• [What you need to do]:
Write out the data exactly, please, and omit the pictures.

• [Extracted material]:
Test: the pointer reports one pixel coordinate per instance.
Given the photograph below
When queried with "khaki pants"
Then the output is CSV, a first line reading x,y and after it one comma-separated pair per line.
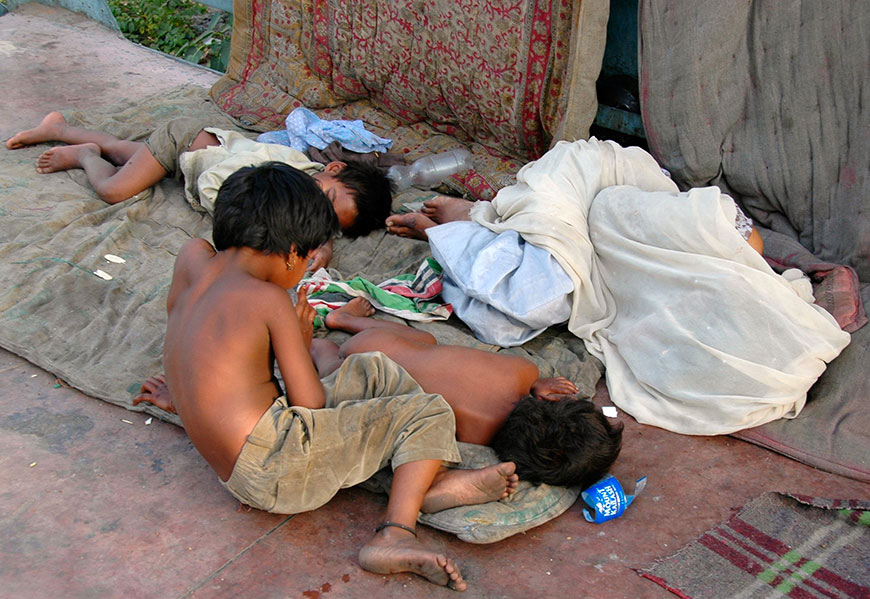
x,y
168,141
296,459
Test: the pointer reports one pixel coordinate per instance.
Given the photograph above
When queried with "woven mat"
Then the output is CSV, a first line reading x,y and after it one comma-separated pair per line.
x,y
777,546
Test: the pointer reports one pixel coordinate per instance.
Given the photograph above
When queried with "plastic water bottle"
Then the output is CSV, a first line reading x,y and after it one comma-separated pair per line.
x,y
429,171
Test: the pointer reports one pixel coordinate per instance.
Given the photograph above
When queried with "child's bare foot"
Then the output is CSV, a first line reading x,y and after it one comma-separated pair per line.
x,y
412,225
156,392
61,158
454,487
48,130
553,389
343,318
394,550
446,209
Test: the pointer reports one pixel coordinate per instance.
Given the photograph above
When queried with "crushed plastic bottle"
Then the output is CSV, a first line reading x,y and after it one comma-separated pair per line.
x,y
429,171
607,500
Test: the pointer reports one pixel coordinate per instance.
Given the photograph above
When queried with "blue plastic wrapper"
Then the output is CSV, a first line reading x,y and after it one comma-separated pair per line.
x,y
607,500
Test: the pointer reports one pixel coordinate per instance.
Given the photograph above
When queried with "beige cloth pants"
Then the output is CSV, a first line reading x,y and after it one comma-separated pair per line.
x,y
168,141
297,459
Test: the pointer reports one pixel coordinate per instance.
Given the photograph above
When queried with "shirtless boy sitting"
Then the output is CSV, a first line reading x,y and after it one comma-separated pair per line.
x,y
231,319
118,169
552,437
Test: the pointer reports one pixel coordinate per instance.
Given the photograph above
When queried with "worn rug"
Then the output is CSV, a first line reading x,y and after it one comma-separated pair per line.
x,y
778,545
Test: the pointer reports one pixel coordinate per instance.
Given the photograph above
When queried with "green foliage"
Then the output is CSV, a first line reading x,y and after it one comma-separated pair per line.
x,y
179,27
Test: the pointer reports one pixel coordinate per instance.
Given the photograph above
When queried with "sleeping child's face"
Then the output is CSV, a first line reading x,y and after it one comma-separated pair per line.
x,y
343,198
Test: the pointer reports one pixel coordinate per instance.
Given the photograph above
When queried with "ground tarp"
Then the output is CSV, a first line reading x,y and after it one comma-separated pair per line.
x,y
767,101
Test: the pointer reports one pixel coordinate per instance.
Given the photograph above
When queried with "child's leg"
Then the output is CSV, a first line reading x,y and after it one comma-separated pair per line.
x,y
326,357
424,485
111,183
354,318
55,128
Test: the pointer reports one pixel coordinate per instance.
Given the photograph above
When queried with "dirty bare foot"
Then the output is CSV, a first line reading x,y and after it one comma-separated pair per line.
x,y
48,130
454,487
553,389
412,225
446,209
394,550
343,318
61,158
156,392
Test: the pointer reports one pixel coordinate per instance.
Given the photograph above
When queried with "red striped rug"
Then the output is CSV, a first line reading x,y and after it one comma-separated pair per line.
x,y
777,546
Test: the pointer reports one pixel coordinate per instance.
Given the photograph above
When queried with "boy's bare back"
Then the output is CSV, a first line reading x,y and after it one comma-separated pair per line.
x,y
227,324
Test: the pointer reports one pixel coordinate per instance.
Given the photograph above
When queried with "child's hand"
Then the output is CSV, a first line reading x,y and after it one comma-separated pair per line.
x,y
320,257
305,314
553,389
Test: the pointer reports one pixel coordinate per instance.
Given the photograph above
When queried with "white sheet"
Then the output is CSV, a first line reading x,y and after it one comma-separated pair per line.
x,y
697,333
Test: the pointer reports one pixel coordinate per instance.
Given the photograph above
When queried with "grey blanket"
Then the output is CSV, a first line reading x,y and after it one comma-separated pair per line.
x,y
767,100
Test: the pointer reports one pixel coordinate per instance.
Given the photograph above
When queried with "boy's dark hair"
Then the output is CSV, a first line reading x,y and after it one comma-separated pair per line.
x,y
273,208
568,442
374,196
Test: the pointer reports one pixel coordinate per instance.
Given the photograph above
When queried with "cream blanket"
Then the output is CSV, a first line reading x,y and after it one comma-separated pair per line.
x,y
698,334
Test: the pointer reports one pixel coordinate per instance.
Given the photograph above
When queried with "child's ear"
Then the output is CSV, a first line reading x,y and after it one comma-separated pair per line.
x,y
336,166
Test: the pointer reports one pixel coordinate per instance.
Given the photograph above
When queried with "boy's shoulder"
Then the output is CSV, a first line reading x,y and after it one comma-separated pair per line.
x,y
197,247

• [Solution to the exercise]:
Test: the pointer reports one pixel coordinate per instance.
Given the photograph below
When queried with "khaki pants"
Then the output is CSV, a first line reading x,y and after it one comma-separated pair per line.
x,y
168,141
296,459
Test: the pointer reports one pixel coordinate per instance.
Given the photograph above
When queried with "woven mat"
Then the output is CSV, a first line reading x,y and after it one comma-separated pair per line.
x,y
777,546
Test: the pointer reports one pixel coordinate per instance.
Given the photograph above
When queried with "plastic water bottle"
Then the output is CSV, a first line reading x,y and after it one comma-separated pair per line.
x,y
429,171
Test: the pointer reports one pixel coordinate per instance.
Given the photograph above
When queried with "child's bare foot"
Then the output is CSV, a first line reading x,y and after it one comma-separated pair per line.
x,y
412,225
156,392
61,158
454,487
48,130
553,389
343,318
394,550
446,209
Test: the pointer reports one pixel coordinate per instance.
Given the photograph above
When queried with "crushed plastic bottle"
Then the output is CSV, a first line reading x,y and after it one comma-separated pair per line.
x,y
429,171
607,500
Test: the pointer reports one pixel coordinate per instance.
Given the photograph above
When queried with "blue plastic wrapper"
Then the output is CSV, a first line reading x,y and after it one comma-separated pair per line.
x,y
607,500
Test: the pointer reports one pixel coordinate per instance.
Given the photograph above
When queried with "beige cloth pants"
Then the output is CSV, a first line reading x,y and after it one comma-separated pair per line.
x,y
168,141
297,459
Test: the pointer reports one pixel coordinate per instance.
Given the photograph above
When queried with "shirtless boy sitting"
Then the output is CSV, a first line reading x,y and after it one comma-separated pair per line.
x,y
231,319
118,169
552,437
Test: the pointer reports one pixel coordinate per instance.
Given the photograph above
When queried with "worn rug"
Then the output is CSV, a first line reading x,y and after it one comma-separated pair per line.
x,y
778,545
Test: the pointer reports one pixel coordinate per instance.
Given the photograph above
When queried with "green foliage"
Then the output is CSV, a first line reading x,y and after it one comma-separated pair per line.
x,y
179,27
Test: the pointer reports one pixel coordinate per instance.
Given the photograph above
When queried with "sleeping child's face"
Then the output is CSV, a first line reading x,y and after it one comma-separated pair per line.
x,y
343,198
Test: the pointer reports one pixel coordinate per instance.
Given the photograph above
When queried with "ground tarp"
Then the output is CSV, a first line reading x,y and after it one comma-separated pair per line.
x,y
767,101
Test: the pointer reports one pixel coordinate per instance.
Given the photograph above
When queried with "child's leg"
Then the output is CSV, a first line reading x,y and after it one comma-separated pair per line.
x,y
326,357
424,485
111,183
354,318
55,128
Test: the pointer reports one pixel coordinate per instance.
Given the photograph above
When queried with "dirty bare foot"
Then the output is CSV, a first line reading x,y and after it one comma-separated pair per line.
x,y
48,130
454,487
553,389
412,225
446,209
394,550
343,318
61,158
156,392
Test: the pointer reports one pixel coordinate per instance.
Given the photograph above
When queried with "red striped rug"
Then the output is CSV, a first line reading x,y and after it one comma-separated pair per line.
x,y
777,546
Test: the pointer reports one pixel coordinate per instance.
Given the photograph above
When queried with "boy's bare back"
Then the output is CSV, a first line reading x,y and after it one comma-separated pair per line.
x,y
227,324
Test: the pointer reports one pixel coordinate per instance.
Given the photograph above
When queried with "child's hand"
Then the output is CSV, a first line reading x,y and after it one comma-separated pair per line.
x,y
320,257
305,314
553,389
Test: the pointer reports one pixel coordinate per instance.
Given the photograph above
When queried with "white sheet"
Then the output is CSV, a first line reading x,y and after it one comma-separated pair per line.
x,y
697,333
Test: the pointer reports one pixel coordinate per instance.
Given the photograph above
When queried with "grey blanket"
Then the output is CSV, a first line reading x,y and after it one comma-separated pair per line.
x,y
767,100
Test: the pointer reports one pixel coordinate per instance.
Given the photograph above
When queried with "boy's dark hair"
Then the output is CSV, a first line reading x,y and after it one comma-separated pair per line.
x,y
273,208
568,442
374,196
Test: the pointer reports one pixel coordinate per instance.
Given the photograph above
When queried with "cream blanket"
Then the output is CSV, a first line reading x,y and after it one comma-separated pair per line.
x,y
698,334
Test: the pointer reports one pixel coordinate per instance.
Given the photograph above
When queried with "child's ear"
Then the output is CSV, a first line reading x,y and after it one comma-separated pair per line.
x,y
336,166
Test: the pointer reports one pixel coordinate per instance.
Given the photograph above
When queried with "boy's shoulder"
Then the output is CSV, a first line reading x,y and after it one comma-separated pair per line.
x,y
197,247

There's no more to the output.